**WHAT IS REQUIRED:**
Copy the listing below word for word, from its start through the line with "pixel 1033 49", both ends included. Leave the pictures out of your copy.

[Coordinate annotation listing]
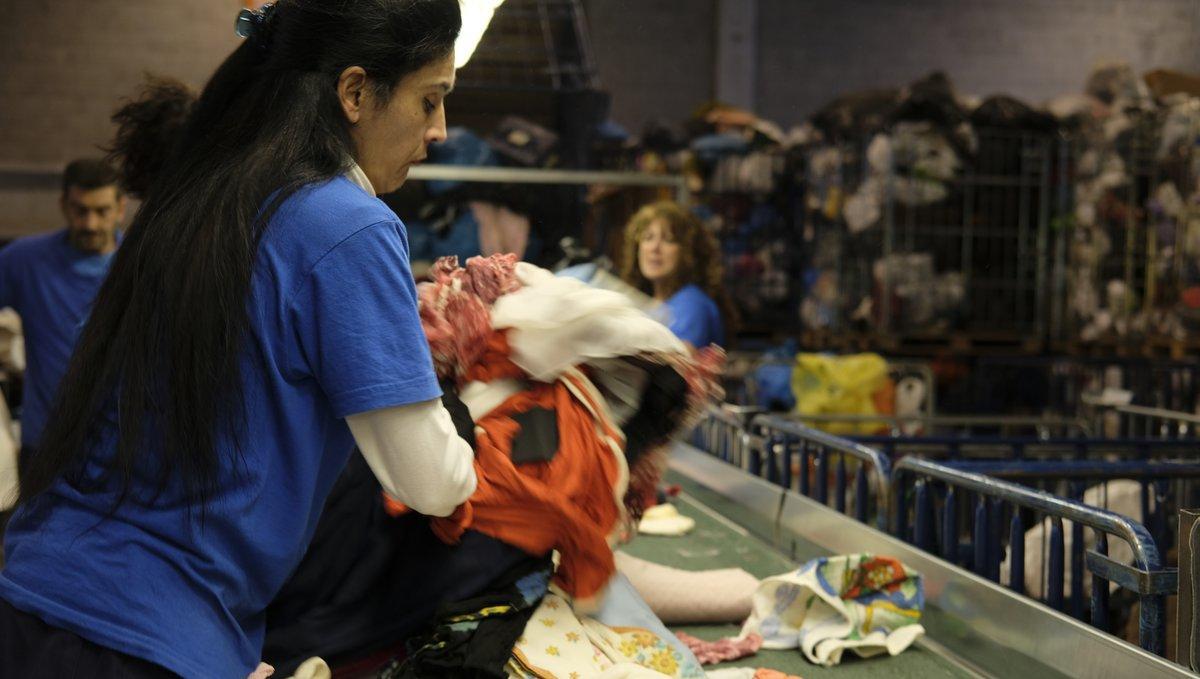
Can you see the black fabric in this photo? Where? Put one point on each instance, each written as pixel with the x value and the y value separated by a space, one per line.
pixel 538 438
pixel 525 142
pixel 930 98
pixel 474 638
pixel 31 649
pixel 663 407
pixel 459 413
pixel 1007 113
pixel 370 581
pixel 856 114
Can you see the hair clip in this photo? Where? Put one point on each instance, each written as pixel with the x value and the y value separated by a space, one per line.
pixel 250 22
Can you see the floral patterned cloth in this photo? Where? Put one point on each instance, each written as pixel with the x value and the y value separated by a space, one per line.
pixel 870 605
pixel 558 644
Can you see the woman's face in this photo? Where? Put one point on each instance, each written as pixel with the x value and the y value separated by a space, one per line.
pixel 391 137
pixel 658 253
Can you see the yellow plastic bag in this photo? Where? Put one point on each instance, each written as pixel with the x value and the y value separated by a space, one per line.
pixel 840 385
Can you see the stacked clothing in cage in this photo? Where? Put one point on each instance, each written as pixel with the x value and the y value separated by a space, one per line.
pixel 575 392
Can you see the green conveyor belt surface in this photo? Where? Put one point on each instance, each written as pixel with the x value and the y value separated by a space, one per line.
pixel 718 544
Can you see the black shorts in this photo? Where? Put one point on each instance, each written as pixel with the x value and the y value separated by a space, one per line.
pixel 31 649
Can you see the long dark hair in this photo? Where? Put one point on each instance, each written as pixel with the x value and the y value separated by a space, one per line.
pixel 165 337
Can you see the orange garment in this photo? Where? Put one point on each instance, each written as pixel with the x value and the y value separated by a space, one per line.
pixel 571 503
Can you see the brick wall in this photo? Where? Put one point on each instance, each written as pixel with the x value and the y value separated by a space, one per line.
pixel 657 55
pixel 66 64
pixel 1033 49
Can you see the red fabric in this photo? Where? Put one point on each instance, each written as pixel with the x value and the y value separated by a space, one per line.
pixel 565 504
pixel 721 650
pixel 493 362
pixel 568 504
pixel 455 308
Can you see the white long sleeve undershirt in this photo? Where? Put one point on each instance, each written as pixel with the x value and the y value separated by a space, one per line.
pixel 417 455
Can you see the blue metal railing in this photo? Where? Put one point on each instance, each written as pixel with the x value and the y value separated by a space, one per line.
pixel 918 486
pixel 1021 448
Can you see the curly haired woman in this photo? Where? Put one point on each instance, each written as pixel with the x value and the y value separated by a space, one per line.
pixel 670 254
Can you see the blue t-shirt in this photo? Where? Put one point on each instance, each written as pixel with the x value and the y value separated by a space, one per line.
pixel 52 286
pixel 694 317
pixel 334 331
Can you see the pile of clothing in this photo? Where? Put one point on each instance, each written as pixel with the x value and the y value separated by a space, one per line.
pixel 575 394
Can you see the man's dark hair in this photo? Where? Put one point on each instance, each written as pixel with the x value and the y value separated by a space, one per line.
pixel 90 174
pixel 165 342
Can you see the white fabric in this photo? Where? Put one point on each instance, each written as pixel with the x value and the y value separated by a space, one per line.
pixel 313 668
pixel 483 397
pixel 418 456
pixel 1122 497
pixel 9 448
pixel 359 178
pixel 555 322
pixel 805 608
pixel 665 520
pixel 685 598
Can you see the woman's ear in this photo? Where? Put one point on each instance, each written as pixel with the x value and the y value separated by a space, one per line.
pixel 352 92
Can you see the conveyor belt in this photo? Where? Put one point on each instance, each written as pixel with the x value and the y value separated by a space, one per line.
pixel 719 544
pixel 975 626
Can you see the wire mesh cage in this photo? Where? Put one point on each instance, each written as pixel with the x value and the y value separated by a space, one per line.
pixel 1127 260
pixel 918 232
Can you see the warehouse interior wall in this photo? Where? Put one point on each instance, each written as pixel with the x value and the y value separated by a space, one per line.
pixel 64 68
pixel 657 56
pixel 65 65
pixel 1032 49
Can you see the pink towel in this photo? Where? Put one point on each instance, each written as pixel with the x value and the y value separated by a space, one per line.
pixel 683 598
pixel 721 650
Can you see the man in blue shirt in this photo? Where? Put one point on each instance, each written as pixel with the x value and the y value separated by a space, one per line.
pixel 51 281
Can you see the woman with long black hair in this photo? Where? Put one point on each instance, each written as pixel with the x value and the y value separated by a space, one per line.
pixel 258 322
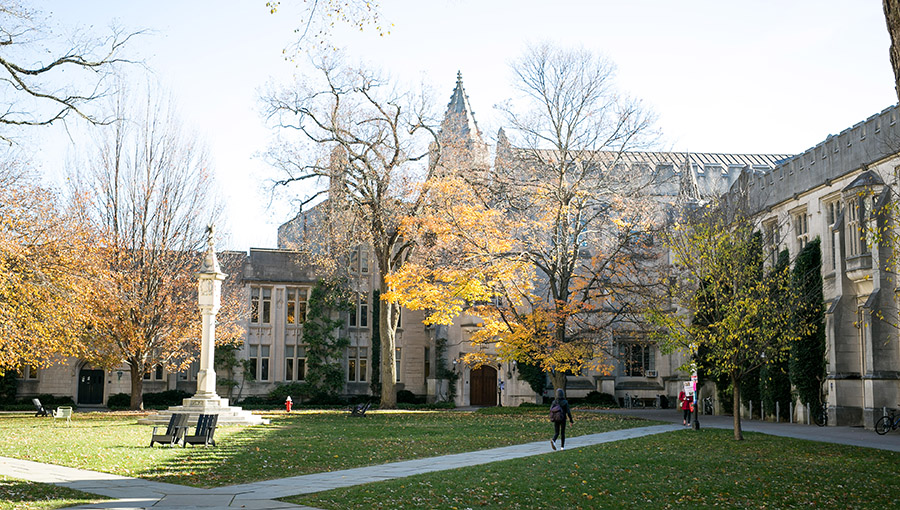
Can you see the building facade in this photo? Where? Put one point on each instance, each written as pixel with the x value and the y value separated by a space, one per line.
pixel 842 191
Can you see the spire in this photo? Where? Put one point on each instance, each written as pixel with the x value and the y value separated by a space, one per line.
pixel 688 190
pixel 459 121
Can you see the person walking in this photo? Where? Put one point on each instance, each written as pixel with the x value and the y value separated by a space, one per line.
pixel 559 410
pixel 685 401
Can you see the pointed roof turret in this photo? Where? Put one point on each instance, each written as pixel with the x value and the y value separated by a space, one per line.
pixel 459 121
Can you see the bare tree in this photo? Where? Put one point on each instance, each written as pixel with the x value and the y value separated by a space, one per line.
pixel 370 143
pixel 892 18
pixel 587 210
pixel 45 79
pixel 148 191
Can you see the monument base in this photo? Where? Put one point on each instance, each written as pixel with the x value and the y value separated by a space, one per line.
pixel 194 407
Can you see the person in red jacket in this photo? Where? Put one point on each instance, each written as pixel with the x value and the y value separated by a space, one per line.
pixel 685 401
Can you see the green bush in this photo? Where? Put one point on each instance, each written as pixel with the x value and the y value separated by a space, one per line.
pixel 600 399
pixel 119 401
pixel 431 406
pixel 408 397
pixel 166 398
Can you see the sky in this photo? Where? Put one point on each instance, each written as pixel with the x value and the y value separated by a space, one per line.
pixel 767 76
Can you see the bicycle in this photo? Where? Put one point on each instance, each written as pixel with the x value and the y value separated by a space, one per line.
pixel 887 423
pixel 820 414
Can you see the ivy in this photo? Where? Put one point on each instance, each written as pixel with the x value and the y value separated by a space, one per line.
pixel 774 381
pixel 807 363
pixel 444 372
pixel 324 348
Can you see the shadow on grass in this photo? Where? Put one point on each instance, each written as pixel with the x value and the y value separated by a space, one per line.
pixel 328 441
pixel 22 494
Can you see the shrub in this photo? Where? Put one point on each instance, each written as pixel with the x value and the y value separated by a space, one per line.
pixel 431 406
pixel 600 399
pixel 119 401
pixel 407 397
pixel 166 398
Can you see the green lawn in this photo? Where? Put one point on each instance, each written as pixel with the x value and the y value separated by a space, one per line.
pixel 23 495
pixel 292 445
pixel 684 469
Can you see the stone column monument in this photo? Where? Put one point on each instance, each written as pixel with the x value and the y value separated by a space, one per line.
pixel 206 400
pixel 209 298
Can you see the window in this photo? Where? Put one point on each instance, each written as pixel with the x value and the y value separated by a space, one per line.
pixel 154 374
pixel 832 210
pixel 357 363
pixel 296 306
pixel 359 260
pixel 259 362
pixel 801 229
pixel 856 240
pixel 636 359
pixel 27 372
pixel 294 363
pixel 260 305
pixel 772 239
pixel 359 314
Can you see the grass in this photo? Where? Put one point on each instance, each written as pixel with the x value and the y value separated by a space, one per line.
pixel 24 495
pixel 683 469
pixel 293 445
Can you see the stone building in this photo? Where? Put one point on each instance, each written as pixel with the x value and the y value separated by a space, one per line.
pixel 840 191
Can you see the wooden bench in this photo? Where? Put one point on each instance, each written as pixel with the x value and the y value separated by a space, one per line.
pixel 41 410
pixel 206 429
pixel 360 409
pixel 63 412
pixel 174 431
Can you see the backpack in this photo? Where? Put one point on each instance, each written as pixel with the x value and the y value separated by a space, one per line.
pixel 556 413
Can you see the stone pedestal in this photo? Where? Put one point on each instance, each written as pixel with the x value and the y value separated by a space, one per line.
pixel 206 401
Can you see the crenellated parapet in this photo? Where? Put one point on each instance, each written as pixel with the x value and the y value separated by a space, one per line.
pixel 853 149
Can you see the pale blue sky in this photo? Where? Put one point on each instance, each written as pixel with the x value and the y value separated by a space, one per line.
pixel 763 76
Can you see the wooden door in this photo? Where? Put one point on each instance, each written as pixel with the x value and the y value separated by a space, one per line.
pixel 90 387
pixel 483 386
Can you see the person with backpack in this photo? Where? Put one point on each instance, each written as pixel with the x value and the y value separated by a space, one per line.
pixel 559 410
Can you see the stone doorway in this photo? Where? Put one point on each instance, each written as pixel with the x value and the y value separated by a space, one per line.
pixel 483 386
pixel 90 387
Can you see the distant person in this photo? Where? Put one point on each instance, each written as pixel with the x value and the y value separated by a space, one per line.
pixel 685 401
pixel 559 410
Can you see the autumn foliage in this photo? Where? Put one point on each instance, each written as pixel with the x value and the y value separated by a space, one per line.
pixel 46 273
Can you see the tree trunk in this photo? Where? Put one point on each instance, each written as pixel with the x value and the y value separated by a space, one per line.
pixel 388 350
pixel 559 381
pixel 137 388
pixel 736 409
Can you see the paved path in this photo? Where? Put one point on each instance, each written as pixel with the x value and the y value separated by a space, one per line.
pixel 853 436
pixel 134 493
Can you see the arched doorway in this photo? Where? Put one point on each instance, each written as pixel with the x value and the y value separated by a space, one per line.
pixel 90 387
pixel 483 386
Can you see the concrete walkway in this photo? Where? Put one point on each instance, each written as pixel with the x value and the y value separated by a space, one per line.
pixel 852 436
pixel 133 493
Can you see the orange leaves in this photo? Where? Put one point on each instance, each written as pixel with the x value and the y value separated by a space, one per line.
pixel 45 258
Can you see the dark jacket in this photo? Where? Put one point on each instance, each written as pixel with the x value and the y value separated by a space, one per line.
pixel 564 404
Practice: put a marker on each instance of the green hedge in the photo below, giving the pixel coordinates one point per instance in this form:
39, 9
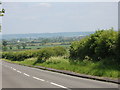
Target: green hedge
42, 54
97, 46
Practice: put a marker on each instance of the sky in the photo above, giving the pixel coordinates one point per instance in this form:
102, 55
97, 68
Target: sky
50, 17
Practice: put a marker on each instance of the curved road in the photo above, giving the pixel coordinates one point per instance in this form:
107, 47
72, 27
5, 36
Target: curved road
17, 76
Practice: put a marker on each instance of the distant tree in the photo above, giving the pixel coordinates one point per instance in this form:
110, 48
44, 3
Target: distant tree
4, 43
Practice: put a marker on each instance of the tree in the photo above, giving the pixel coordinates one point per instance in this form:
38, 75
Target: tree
18, 46
24, 45
10, 47
1, 14
4, 43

**OUTPUT:**
Can you see the black fabric in this photo? Where? Put one point on each instance, each written as pixel with the x value and the y value separated by a space, one per line.
pixel 538 438
pixel 525 142
pixel 930 98
pixel 474 638
pixel 31 649
pixel 663 407
pixel 459 413
pixel 1007 113
pixel 370 581
pixel 856 114
Can you see the hair clip in this photo? Where? Put one point on each instance, each written as pixel with the x value and the y value separated by a space, one per line.
pixel 250 22
Can you see the floral patterned cloth in this photo? Where? Put one point on each instance, each written as pixel with the x value and the y value separated by a space, one per line.
pixel 870 605
pixel 558 644
Can you see the woman's face in this photo? Where? Put one point on each instance, each written as pixel with the x value and the y value separated by a space, one per line.
pixel 391 137
pixel 658 253
Can you see the yellow plastic bag in this photo? Where? Put one point on each instance, each written as pixel with the x value and the y value separated by a space, one per line.
pixel 840 385
Can you see the stacked clothing in cage in this photo? Where? Put one point on each instance, each written as pixel with the x value and the y value separated by a space, one per line.
pixel 575 392
Can you see the green conveyor belt surface in this photo? Where? Put one point on each instance, each written as pixel with the x value and the y value separated by a space, one per line.
pixel 718 544
Can you see the black shorts in this photo? Where? Put one point on each instance, each written as pixel with the x value and the y value separated by a space, one per line.
pixel 31 649
Can you see the long dark hair in this photo? Where? Put one point on each instance, each written as pixel with the x value and the y value separated by a space, one per line.
pixel 165 337
Can you see the orange garment in this photo? Where? Put one point on each instance, each written as pixel with the x value and the y value separated by a space, one per line.
pixel 571 503
Can you see the brick wall in this photo? Where? Put one point on each instance, each written as pixel with the x value and the y value separated by a space, one per line.
pixel 657 55
pixel 66 64
pixel 1033 49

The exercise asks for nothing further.